Image annotation data:

● ● ● ● ● ● ●

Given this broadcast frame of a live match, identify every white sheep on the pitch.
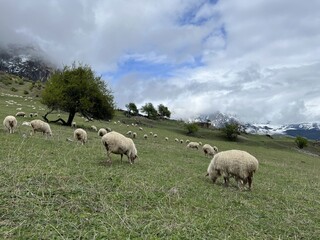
[16,112,26,117]
[132,132,137,138]
[202,144,218,157]
[207,150,259,190]
[73,128,88,145]
[3,115,18,133]
[98,128,108,137]
[101,132,138,164]
[30,119,52,137]
[187,142,200,150]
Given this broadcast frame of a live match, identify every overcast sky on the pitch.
[0,0,320,124]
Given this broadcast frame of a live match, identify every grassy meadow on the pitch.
[0,80,320,239]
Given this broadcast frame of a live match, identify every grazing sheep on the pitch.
[207,150,259,190]
[3,115,18,133]
[16,112,26,117]
[98,128,108,137]
[90,125,98,132]
[101,132,138,164]
[73,128,88,145]
[30,119,52,137]
[126,131,132,136]
[187,142,200,150]
[202,144,218,157]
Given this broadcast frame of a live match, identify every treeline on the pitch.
[126,102,171,119]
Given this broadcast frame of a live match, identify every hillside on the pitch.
[0,89,320,239]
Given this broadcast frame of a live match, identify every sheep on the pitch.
[98,128,108,137]
[16,112,26,117]
[101,132,138,164]
[187,142,200,150]
[30,119,52,137]
[126,131,132,136]
[3,115,18,133]
[202,144,218,157]
[207,150,259,190]
[73,128,88,145]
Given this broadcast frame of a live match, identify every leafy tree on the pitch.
[141,103,158,119]
[158,104,171,118]
[185,123,199,134]
[294,136,308,149]
[41,63,115,126]
[126,103,139,116]
[222,122,241,141]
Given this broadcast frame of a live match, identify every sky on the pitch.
[0,0,320,124]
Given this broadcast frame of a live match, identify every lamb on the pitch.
[101,132,138,164]
[207,150,259,190]
[3,115,18,133]
[30,119,52,137]
[98,128,108,137]
[187,142,200,150]
[73,128,88,145]
[16,112,26,117]
[202,144,218,157]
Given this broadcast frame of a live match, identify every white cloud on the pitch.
[0,0,320,123]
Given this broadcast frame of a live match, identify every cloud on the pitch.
[0,0,320,123]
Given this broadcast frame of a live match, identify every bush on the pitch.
[221,122,241,141]
[294,136,308,149]
[185,123,199,134]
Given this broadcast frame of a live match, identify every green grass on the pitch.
[0,91,320,239]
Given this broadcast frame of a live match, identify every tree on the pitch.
[294,136,308,149]
[222,122,241,141]
[41,63,115,126]
[158,104,171,118]
[185,123,199,134]
[126,103,139,116]
[141,103,158,119]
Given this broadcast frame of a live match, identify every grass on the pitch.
[0,89,320,239]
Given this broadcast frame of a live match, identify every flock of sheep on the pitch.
[3,115,259,190]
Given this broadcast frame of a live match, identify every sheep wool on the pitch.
[30,119,52,136]
[73,128,88,145]
[3,115,18,133]
[202,144,218,157]
[207,150,259,190]
[101,132,138,164]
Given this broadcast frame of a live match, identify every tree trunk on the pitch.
[67,110,76,126]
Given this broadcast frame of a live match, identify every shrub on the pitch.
[185,123,199,134]
[294,136,308,149]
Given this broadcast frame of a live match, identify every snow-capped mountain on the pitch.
[0,45,55,82]
[195,112,320,140]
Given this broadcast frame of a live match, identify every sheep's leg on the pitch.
[248,176,252,190]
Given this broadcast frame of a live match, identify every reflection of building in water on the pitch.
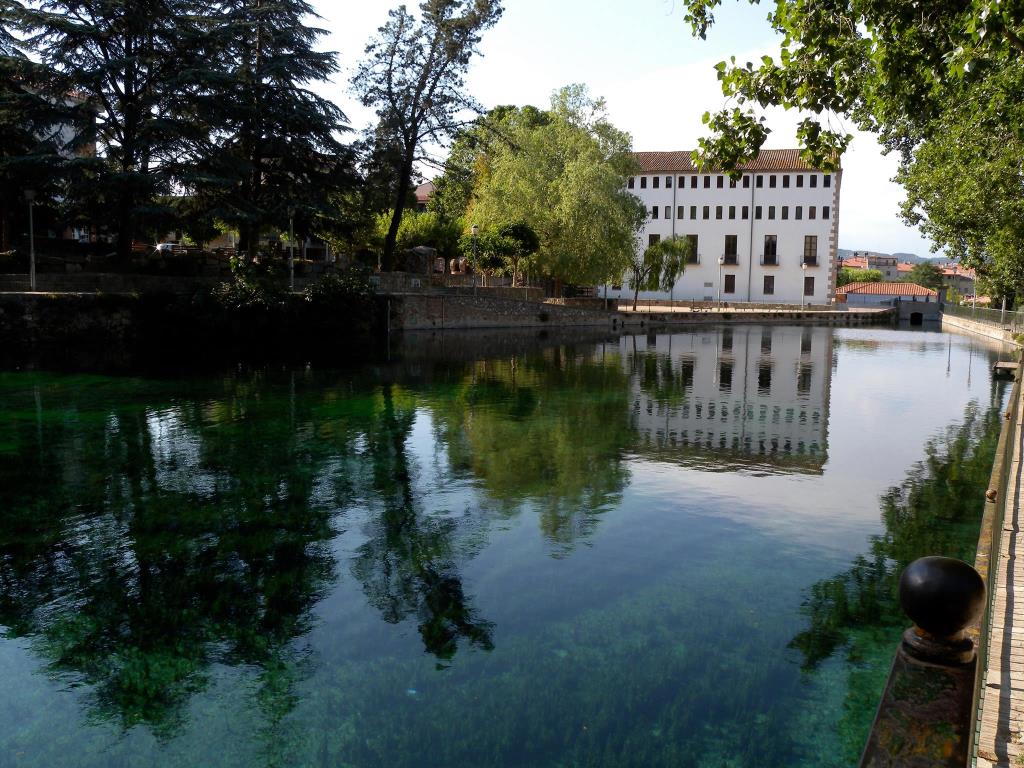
[622,326,833,472]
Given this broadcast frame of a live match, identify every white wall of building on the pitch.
[600,165,842,304]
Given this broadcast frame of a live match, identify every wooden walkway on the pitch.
[977,391,1024,768]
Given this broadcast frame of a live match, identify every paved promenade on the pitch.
[977,380,1024,768]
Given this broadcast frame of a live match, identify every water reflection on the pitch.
[624,326,834,472]
[0,327,990,765]
[790,393,1001,765]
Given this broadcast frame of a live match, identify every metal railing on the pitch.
[942,303,1024,333]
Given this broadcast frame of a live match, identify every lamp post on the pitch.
[470,224,480,294]
[25,189,36,291]
[288,207,295,292]
[718,256,725,309]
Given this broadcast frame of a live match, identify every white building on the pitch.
[601,150,842,304]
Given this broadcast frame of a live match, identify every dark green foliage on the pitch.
[192,0,354,255]
[352,0,502,270]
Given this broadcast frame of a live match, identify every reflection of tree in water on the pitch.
[0,376,344,734]
[352,384,493,659]
[423,347,634,550]
[790,403,1001,761]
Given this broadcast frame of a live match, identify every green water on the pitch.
[0,327,1006,768]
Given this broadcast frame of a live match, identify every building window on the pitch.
[804,234,818,266]
[724,234,737,264]
[686,234,700,264]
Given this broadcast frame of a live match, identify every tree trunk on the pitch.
[381,146,416,272]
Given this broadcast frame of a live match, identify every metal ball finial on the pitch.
[899,557,985,662]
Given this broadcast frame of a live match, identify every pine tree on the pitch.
[352,0,502,270]
[188,0,353,259]
[19,0,205,257]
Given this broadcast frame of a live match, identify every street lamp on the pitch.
[718,256,725,309]
[25,189,36,291]
[470,224,480,293]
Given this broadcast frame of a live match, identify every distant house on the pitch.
[840,251,900,280]
[836,283,942,323]
[416,181,437,213]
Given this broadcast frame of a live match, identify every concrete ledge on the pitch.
[942,314,1021,346]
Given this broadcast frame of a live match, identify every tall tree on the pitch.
[18,0,201,256]
[352,0,502,270]
[628,238,693,311]
[468,85,647,285]
[191,0,352,259]
[0,0,67,251]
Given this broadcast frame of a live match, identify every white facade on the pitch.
[600,150,842,304]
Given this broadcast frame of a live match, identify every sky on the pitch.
[312,0,931,256]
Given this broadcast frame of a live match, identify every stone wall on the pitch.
[942,314,1020,346]
[388,289,623,331]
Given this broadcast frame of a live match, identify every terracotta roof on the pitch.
[633,150,816,173]
[416,181,437,203]
[837,283,939,296]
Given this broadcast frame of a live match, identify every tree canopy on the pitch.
[352,0,502,269]
[686,0,1024,287]
[467,85,646,285]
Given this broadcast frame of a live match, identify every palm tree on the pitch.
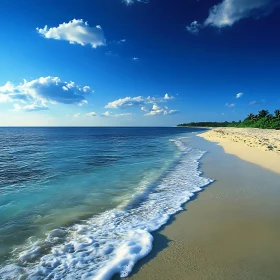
[259,110,269,119]
[266,114,274,121]
[247,113,256,121]
[274,109,280,119]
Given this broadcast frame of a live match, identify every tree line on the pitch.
[178,110,280,130]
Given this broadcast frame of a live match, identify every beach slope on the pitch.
[199,128,280,173]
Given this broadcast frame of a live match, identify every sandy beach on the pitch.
[122,132,280,280]
[199,128,280,173]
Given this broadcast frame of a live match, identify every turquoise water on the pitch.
[0,128,211,279]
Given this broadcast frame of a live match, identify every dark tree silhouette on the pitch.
[247,113,256,121]
[274,109,280,119]
[259,110,269,118]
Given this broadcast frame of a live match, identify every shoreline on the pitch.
[198,128,280,174]
[125,137,280,280]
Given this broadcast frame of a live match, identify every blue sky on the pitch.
[0,0,280,126]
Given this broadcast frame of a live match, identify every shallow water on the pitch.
[0,128,211,279]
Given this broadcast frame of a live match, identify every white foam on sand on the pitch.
[0,139,212,280]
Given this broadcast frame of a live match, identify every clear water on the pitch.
[0,128,211,279]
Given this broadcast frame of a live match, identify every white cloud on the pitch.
[145,104,178,116]
[205,0,279,28]
[123,0,149,5]
[187,0,279,34]
[226,103,235,108]
[186,20,201,34]
[164,93,174,100]
[36,19,106,48]
[105,93,174,111]
[105,96,145,109]
[101,111,132,117]
[141,106,149,112]
[0,76,93,111]
[14,102,49,112]
[86,112,98,117]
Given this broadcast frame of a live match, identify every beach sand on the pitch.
[114,137,280,280]
[199,128,280,173]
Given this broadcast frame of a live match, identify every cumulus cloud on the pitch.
[36,19,106,48]
[163,93,174,100]
[123,0,149,5]
[236,92,243,98]
[0,76,93,111]
[105,96,145,109]
[14,102,49,112]
[186,20,201,34]
[187,0,280,34]
[86,112,98,117]
[226,103,235,108]
[101,111,132,117]
[145,104,178,116]
[105,93,174,108]
[249,99,266,106]
[141,106,149,112]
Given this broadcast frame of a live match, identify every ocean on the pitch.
[0,127,212,280]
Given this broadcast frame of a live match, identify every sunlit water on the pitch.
[0,128,211,279]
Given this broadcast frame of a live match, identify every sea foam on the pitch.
[0,139,212,280]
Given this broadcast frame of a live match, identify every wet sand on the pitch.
[122,137,280,280]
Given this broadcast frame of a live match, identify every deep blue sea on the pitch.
[0,127,211,280]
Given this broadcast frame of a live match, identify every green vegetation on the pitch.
[178,110,280,129]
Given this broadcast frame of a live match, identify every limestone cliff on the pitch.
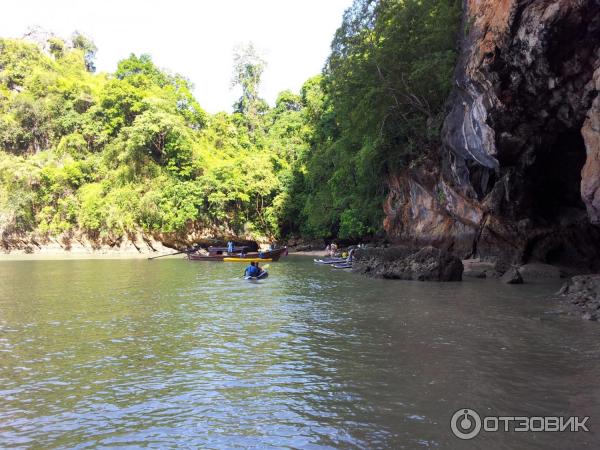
[385,0,600,269]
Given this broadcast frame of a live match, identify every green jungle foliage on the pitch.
[0,0,460,243]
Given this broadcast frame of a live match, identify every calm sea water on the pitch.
[0,257,600,449]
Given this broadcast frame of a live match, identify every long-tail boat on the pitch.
[187,247,287,261]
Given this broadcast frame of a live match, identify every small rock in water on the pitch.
[500,267,523,284]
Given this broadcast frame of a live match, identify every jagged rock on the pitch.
[500,267,523,284]
[558,274,600,320]
[352,246,464,281]
[384,0,600,271]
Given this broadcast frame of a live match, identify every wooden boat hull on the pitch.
[223,258,273,263]
[188,247,287,262]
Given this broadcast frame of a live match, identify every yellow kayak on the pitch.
[223,257,273,262]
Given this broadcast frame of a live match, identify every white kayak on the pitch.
[313,258,346,264]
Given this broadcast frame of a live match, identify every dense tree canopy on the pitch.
[0,0,460,244]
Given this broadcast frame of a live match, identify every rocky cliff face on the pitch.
[385,0,600,269]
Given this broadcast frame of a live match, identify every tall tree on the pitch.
[231,42,267,132]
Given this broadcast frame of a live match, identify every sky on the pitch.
[0,0,352,113]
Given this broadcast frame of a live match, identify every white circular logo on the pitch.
[450,408,481,440]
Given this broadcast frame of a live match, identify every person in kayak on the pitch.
[244,261,262,277]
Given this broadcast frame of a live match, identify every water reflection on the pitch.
[0,257,600,448]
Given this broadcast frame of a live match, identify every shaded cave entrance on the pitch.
[522,126,600,270]
[526,128,586,225]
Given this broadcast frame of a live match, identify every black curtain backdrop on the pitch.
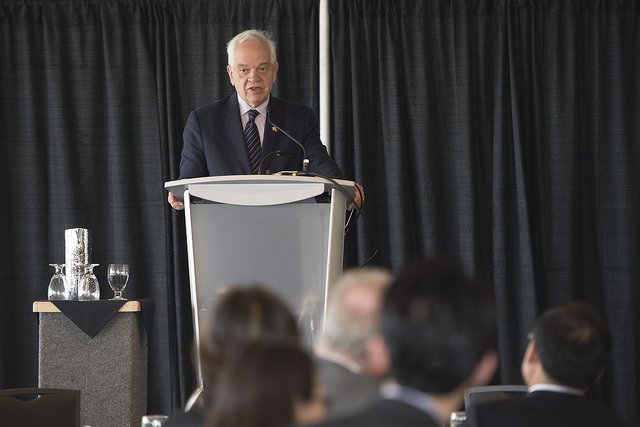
[0,0,640,423]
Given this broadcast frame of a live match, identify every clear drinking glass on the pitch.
[47,264,71,300]
[141,415,169,427]
[78,264,100,301]
[107,264,129,300]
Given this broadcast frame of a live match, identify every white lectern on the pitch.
[165,175,355,389]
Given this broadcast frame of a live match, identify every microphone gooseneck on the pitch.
[267,105,309,174]
[258,150,293,175]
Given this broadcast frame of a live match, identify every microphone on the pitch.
[267,105,309,173]
[258,150,293,175]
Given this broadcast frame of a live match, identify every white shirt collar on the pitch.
[236,92,271,117]
[380,383,448,425]
[528,383,584,396]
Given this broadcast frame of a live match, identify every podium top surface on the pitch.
[164,175,355,200]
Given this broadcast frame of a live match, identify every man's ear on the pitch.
[467,350,498,387]
[520,340,542,385]
[365,333,391,376]
[227,65,235,86]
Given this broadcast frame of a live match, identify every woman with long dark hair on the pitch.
[206,341,325,427]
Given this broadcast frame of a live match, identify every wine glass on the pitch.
[107,264,129,300]
[78,264,100,301]
[48,264,71,300]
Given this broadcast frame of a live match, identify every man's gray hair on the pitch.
[227,29,276,67]
[322,267,393,362]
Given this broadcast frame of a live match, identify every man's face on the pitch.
[227,40,278,108]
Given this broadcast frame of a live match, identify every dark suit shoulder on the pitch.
[468,391,631,427]
[193,92,240,116]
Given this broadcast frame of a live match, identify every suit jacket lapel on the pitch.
[262,96,282,159]
[222,92,252,175]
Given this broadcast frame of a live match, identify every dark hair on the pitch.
[382,258,497,393]
[200,285,300,405]
[533,302,612,390]
[206,341,315,427]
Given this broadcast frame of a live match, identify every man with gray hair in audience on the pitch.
[315,267,393,417]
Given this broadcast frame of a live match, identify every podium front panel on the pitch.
[174,175,355,390]
[191,199,331,344]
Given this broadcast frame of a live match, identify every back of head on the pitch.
[322,267,393,362]
[200,285,300,390]
[382,258,497,393]
[207,341,315,427]
[533,302,612,390]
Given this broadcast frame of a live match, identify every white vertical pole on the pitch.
[319,0,331,153]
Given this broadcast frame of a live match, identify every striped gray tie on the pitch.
[244,110,262,174]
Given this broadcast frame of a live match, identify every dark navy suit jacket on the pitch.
[180,92,342,178]
[465,391,631,427]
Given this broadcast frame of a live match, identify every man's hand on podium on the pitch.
[168,191,184,211]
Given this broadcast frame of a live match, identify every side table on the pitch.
[33,301,148,427]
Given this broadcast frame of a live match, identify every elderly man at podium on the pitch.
[168,30,364,210]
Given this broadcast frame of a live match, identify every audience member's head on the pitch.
[381,259,497,396]
[522,302,612,390]
[207,341,325,427]
[318,267,393,376]
[200,285,300,402]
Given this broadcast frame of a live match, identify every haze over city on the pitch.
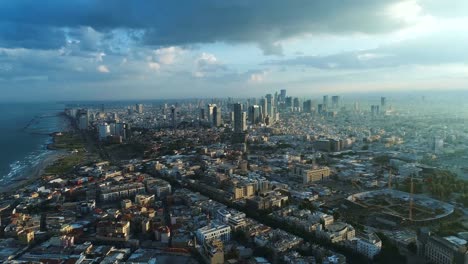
[0,0,468,101]
[0,0,468,264]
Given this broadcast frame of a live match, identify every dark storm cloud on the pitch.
[0,0,404,54]
[0,22,66,49]
[265,31,468,69]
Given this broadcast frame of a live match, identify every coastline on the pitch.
[0,112,73,194]
[0,150,68,193]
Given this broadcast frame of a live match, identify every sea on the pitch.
[0,102,69,185]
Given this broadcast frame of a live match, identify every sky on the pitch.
[0,0,468,101]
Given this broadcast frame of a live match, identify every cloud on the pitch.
[193,52,227,78]
[97,65,110,73]
[0,21,66,50]
[154,47,183,64]
[248,71,268,83]
[0,0,416,52]
[148,62,161,71]
[266,30,468,69]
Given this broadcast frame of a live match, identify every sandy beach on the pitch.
[0,150,68,193]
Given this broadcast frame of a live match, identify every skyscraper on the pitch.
[265,94,275,121]
[322,95,328,109]
[171,106,177,129]
[332,95,340,109]
[213,106,223,127]
[248,105,260,124]
[205,104,216,124]
[380,97,387,109]
[135,104,143,114]
[280,89,286,102]
[302,100,312,113]
[260,98,268,122]
[293,97,300,111]
[234,103,246,133]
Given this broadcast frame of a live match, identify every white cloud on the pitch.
[154,47,183,64]
[97,65,110,73]
[96,52,106,62]
[249,71,268,83]
[148,62,161,71]
[193,52,227,78]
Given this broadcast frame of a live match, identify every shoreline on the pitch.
[0,150,68,193]
[0,112,73,194]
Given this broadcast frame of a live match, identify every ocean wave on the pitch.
[0,107,68,185]
[0,149,51,184]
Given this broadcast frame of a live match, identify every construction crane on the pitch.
[388,169,393,190]
[409,176,414,221]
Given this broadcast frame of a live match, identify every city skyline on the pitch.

● ● ● ● ● ● ●

# EXERCISE OBJECTIVE
Reproduce the lines of the records running from the one containing "collar on the pitch." through the one containing "[164,175,355,200]", character for character.

# TASK ANSWER
Given this broadcast frame of a live match, identify every white shirt collar on the pitch.
[236,92,271,117]
[380,383,448,425]
[528,383,584,396]
Given this broadcast frame of a live match, identify every podium top surface on the pitch.
[164,175,355,200]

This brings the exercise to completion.